----- RECORDS FOR THIS TASK -----
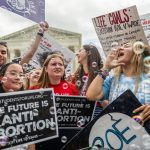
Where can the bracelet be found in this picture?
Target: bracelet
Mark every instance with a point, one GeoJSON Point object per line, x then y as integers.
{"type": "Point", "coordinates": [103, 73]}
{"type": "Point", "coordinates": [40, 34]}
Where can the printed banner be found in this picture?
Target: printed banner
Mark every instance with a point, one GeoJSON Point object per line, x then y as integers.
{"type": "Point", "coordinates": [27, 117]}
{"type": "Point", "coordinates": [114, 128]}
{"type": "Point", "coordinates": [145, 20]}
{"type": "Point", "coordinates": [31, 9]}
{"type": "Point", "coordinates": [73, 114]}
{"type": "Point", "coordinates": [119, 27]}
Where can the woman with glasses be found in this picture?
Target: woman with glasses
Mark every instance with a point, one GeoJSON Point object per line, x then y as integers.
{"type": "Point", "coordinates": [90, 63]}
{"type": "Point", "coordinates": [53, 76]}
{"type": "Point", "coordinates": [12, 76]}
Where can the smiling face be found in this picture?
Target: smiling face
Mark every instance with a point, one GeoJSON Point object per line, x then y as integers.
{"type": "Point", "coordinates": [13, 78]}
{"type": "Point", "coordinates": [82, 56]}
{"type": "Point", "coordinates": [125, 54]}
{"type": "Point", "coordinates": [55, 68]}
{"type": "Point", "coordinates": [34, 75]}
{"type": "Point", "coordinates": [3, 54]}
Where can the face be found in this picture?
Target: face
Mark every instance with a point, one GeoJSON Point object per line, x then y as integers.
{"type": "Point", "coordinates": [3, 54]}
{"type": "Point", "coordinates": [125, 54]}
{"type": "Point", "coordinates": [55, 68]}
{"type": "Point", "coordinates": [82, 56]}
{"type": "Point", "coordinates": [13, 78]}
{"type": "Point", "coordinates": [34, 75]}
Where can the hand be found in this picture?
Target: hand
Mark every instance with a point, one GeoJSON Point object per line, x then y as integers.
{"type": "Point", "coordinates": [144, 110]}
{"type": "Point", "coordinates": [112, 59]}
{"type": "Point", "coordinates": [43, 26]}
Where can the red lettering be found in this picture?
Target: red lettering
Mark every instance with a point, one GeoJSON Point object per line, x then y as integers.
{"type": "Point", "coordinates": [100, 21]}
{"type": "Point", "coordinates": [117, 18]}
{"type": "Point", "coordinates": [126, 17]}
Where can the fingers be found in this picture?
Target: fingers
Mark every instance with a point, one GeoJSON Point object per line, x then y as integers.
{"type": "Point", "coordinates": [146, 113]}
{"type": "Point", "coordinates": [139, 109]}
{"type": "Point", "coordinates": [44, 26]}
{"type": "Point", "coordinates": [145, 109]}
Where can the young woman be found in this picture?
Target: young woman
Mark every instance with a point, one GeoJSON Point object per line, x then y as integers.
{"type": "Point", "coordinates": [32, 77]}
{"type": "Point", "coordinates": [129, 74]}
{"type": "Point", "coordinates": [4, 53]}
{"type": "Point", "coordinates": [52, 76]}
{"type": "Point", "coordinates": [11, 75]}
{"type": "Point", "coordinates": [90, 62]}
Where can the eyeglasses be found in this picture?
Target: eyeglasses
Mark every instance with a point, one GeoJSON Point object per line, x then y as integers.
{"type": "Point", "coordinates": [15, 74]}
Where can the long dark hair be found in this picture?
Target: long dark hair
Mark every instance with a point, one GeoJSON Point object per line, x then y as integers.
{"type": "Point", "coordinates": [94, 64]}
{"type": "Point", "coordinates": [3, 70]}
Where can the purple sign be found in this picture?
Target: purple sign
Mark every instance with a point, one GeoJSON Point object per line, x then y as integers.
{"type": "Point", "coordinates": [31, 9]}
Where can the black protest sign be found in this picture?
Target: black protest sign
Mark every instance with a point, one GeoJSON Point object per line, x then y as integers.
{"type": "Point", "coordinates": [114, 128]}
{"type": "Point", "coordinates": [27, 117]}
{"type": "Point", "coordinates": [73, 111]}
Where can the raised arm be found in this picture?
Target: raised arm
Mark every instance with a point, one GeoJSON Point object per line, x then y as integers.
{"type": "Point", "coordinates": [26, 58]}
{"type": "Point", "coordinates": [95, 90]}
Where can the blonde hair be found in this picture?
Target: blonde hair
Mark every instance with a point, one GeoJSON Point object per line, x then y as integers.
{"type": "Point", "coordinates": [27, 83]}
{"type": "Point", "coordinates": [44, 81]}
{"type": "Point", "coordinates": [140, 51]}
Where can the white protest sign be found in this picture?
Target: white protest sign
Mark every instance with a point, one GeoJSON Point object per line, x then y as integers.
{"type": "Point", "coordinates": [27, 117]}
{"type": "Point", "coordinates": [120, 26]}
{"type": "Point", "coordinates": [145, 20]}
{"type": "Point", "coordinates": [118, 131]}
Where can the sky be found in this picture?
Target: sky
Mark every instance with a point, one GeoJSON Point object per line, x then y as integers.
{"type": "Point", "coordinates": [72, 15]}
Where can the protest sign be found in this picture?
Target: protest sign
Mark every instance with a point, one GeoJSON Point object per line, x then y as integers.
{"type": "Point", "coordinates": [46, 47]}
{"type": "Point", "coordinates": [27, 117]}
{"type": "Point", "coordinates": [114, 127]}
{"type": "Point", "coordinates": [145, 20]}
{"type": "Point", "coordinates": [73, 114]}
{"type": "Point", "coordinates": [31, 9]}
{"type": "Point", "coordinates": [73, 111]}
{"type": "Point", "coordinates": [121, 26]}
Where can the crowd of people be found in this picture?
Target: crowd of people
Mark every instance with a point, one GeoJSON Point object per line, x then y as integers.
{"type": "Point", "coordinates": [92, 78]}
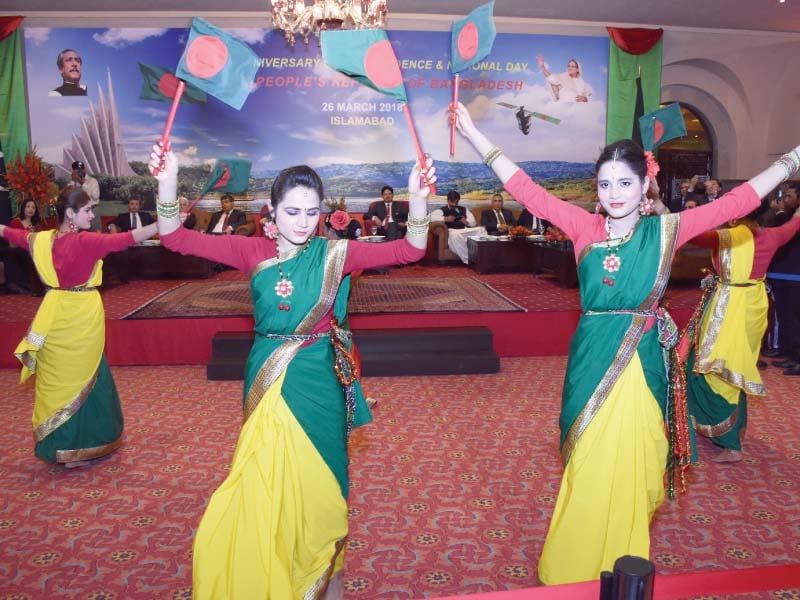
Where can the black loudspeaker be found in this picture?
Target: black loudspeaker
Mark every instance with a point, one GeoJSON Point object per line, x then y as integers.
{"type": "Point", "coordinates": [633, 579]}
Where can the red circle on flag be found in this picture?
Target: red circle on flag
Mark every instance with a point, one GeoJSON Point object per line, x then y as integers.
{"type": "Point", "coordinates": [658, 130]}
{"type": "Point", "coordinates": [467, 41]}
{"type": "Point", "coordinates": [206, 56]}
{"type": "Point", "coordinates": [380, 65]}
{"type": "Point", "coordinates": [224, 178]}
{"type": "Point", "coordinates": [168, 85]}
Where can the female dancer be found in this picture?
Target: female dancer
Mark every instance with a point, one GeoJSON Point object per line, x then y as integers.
-----
● **GIVEN EXERCISE**
Each record above is to be restated exactly, with its pictures removed from the copy.

● **SOLUTION TO THIS PROBLEM**
Where can the bracelet be found in this picture?
Target: bracelet
Mark every instance with a point, one GeoJSON Point object per line, x then y as integers.
{"type": "Point", "coordinates": [103, 73]}
{"type": "Point", "coordinates": [40, 34]}
Where can the printed banner be found in this picture?
Target: printed banner
Mark every instance with a point, one GeoJSON Point object per line, x then y as integers.
{"type": "Point", "coordinates": [27, 117]}
{"type": "Point", "coordinates": [114, 128]}
{"type": "Point", "coordinates": [145, 20]}
{"type": "Point", "coordinates": [31, 9]}
{"type": "Point", "coordinates": [73, 114]}
{"type": "Point", "coordinates": [119, 27]}
Where can the woman with glasses be found in this picture?
Target: woman with glasses
Mark every instance with a point, one GeoJSON Point object per line, x then y as integers.
{"type": "Point", "coordinates": [90, 63]}
{"type": "Point", "coordinates": [53, 76]}
{"type": "Point", "coordinates": [12, 76]}
Where can the smiling face be found in this picture?
Target: smiling face
Mark every instance with a point, one GeoJSON Point object per line, x then y as integers.
{"type": "Point", "coordinates": [13, 78]}
{"type": "Point", "coordinates": [82, 56]}
{"type": "Point", "coordinates": [125, 54]}
{"type": "Point", "coordinates": [55, 68]}
{"type": "Point", "coordinates": [34, 75]}
{"type": "Point", "coordinates": [3, 54]}
Where can the face be found in this picture?
Target: face
Mark every instance with a point, one GeoJSON Point object per line, x then y as integers.
{"type": "Point", "coordinates": [3, 54]}
{"type": "Point", "coordinates": [125, 54]}
{"type": "Point", "coordinates": [55, 68]}
{"type": "Point", "coordinates": [82, 56]}
{"type": "Point", "coordinates": [13, 78]}
{"type": "Point", "coordinates": [34, 75]}
Where can the hand be found in this picture?
Target: hand
Mark every instance with a point, one GeoJSON Point object per line, x then y as integers.
{"type": "Point", "coordinates": [144, 110]}
{"type": "Point", "coordinates": [112, 59]}
{"type": "Point", "coordinates": [43, 26]}
Where can the red lettering be found in this picture?
Target: red lettering
Mark every instance with a point, one GeoJSON Point object per line, x then y as integers.
{"type": "Point", "coordinates": [100, 21]}
{"type": "Point", "coordinates": [117, 18]}
{"type": "Point", "coordinates": [126, 17]}
Where can the fingers be found in this picture?
Target: fingers
Mark every instance with a point, one GeoJSON Point object per line, x then y as integers.
{"type": "Point", "coordinates": [146, 113]}
{"type": "Point", "coordinates": [139, 109]}
{"type": "Point", "coordinates": [44, 26]}
{"type": "Point", "coordinates": [145, 109]}
Where can the young woman be found in this picture?
Target: young woman
Mark every instance with a point, one GeoJSON Point object per line, x then y as integers.
{"type": "Point", "coordinates": [32, 77]}
{"type": "Point", "coordinates": [129, 74]}
{"type": "Point", "coordinates": [4, 53]}
{"type": "Point", "coordinates": [52, 76]}
{"type": "Point", "coordinates": [11, 75]}
{"type": "Point", "coordinates": [90, 62]}
Where can the eyeglasses be found in this picture?
Target: eyeglasses
Mark every instance with a point, one GeoJSON Point object per line, x then y as integers.
{"type": "Point", "coordinates": [15, 74]}
Where can the long dark hair be found in this picture?
Target: long dark hair
Mark every instance with a point, one GeoJSON Point object per line, x then y as integers.
{"type": "Point", "coordinates": [94, 64]}
{"type": "Point", "coordinates": [3, 70]}
Where can the purple sign be found in this picture?
Target: purple sign
Mark every instance with a point, one GeoJSON Point object per line, x then y as integers.
{"type": "Point", "coordinates": [31, 9]}
Where can the black protest sign be found in this picture?
Target: black protest sign
Mark every instance with a point, one GeoJSON Point object per line, x then y as integers.
{"type": "Point", "coordinates": [114, 128]}
{"type": "Point", "coordinates": [27, 117]}
{"type": "Point", "coordinates": [73, 111]}
Where can the raised arm be found in this picture?
Target: raised arm
Mark every instance with a point, one GeoJSON Point object per line, x then y as integers.
{"type": "Point", "coordinates": [26, 58]}
{"type": "Point", "coordinates": [95, 90]}
Where can the blonde hair be found in this picture?
Target: blonde hair
Mark every instance with a point, one GeoJSON Point object per line, x then y as integers.
{"type": "Point", "coordinates": [27, 83]}
{"type": "Point", "coordinates": [44, 81]}
{"type": "Point", "coordinates": [140, 51]}
Where can the white protest sign be found in this picture?
Target: white protest sign
Mark every instance with a point, one GeoJSON Point object per line, x then y as integers.
{"type": "Point", "coordinates": [27, 117]}
{"type": "Point", "coordinates": [120, 26]}
{"type": "Point", "coordinates": [145, 20]}
{"type": "Point", "coordinates": [118, 131]}
Where can the sky be found in this picture?
Target: sky
Mark every instance with a point, one GeoJSON Point object per line, x then y as integers.
{"type": "Point", "coordinates": [72, 15]}
Where can the protest sign be found in this picture?
Target: protest sign
Mark every instance with a point, one GeoJSON Point object per line, x then y as integers.
{"type": "Point", "coordinates": [46, 47]}
{"type": "Point", "coordinates": [27, 117]}
{"type": "Point", "coordinates": [114, 127]}
{"type": "Point", "coordinates": [145, 20]}
{"type": "Point", "coordinates": [73, 114]}
{"type": "Point", "coordinates": [31, 9]}
{"type": "Point", "coordinates": [73, 111]}
{"type": "Point", "coordinates": [121, 26]}
Where can the crowd of people be found in this picture?
Target: crowd of people
Mark every instance with a point, one GeoJSON Point object per line, x then y as integers.
{"type": "Point", "coordinates": [92, 78]}
Where can the black loudspeaker be found in this picture?
Target: black loudspeaker
Mark every instance with a point, one GeoJSON Point object per line, x then y as integers.
{"type": "Point", "coordinates": [633, 579]}
Where can the red circle on flag be found in this picture?
Target: red circle on flag
Mark every instance with a point, one GeoJSON Point object per line, x then y as integers.
{"type": "Point", "coordinates": [658, 130]}
{"type": "Point", "coordinates": [467, 41]}
{"type": "Point", "coordinates": [206, 56]}
{"type": "Point", "coordinates": [380, 65]}
{"type": "Point", "coordinates": [224, 178]}
{"type": "Point", "coordinates": [168, 85]}
Where can the female dancer be found in this picture?
Target: female dancer
Mark every instance with a point, one GeoJSON Point object per line, x then y as integers.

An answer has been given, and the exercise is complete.